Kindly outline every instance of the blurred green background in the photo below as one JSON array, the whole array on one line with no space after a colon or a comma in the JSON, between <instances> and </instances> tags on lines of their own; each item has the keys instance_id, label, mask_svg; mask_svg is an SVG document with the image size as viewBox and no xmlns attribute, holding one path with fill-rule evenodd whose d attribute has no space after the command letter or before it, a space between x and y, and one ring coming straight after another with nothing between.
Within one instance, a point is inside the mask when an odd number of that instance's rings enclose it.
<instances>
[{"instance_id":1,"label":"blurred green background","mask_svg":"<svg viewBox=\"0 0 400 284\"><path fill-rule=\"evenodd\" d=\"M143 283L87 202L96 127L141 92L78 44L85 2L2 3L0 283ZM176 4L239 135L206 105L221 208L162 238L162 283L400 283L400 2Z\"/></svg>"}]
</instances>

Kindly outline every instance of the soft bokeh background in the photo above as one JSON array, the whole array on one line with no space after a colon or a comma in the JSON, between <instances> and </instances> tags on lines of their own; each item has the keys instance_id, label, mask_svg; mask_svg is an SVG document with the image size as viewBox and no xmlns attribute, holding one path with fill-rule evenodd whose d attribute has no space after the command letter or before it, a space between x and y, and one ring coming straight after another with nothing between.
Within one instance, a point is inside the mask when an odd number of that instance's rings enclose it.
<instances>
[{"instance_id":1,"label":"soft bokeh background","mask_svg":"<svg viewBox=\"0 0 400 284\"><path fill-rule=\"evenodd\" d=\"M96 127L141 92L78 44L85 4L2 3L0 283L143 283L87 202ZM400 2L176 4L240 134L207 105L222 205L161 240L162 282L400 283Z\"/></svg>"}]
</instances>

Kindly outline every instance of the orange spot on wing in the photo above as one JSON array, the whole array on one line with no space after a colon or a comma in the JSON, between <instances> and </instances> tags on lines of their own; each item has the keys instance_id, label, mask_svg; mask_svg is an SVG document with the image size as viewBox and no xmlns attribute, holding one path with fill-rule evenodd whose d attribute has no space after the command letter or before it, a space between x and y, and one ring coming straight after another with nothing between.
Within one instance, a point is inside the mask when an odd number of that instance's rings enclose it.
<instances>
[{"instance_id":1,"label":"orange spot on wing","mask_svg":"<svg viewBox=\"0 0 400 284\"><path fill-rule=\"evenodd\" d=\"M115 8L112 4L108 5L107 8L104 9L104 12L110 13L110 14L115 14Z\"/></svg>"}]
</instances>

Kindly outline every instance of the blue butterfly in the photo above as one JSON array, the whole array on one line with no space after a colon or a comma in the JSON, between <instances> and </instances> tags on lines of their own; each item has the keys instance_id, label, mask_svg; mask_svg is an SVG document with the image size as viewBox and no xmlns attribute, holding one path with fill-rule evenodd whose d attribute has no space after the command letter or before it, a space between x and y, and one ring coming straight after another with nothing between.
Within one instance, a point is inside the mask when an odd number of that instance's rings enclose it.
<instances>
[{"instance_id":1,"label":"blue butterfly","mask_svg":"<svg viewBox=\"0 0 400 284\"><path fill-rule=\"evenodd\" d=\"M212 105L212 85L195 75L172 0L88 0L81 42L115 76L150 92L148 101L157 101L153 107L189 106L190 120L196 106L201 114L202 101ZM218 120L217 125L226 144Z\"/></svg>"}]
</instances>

_Task description_. Report only the number of lines in the rows above that contain the string "orange".

_Written solution_. 2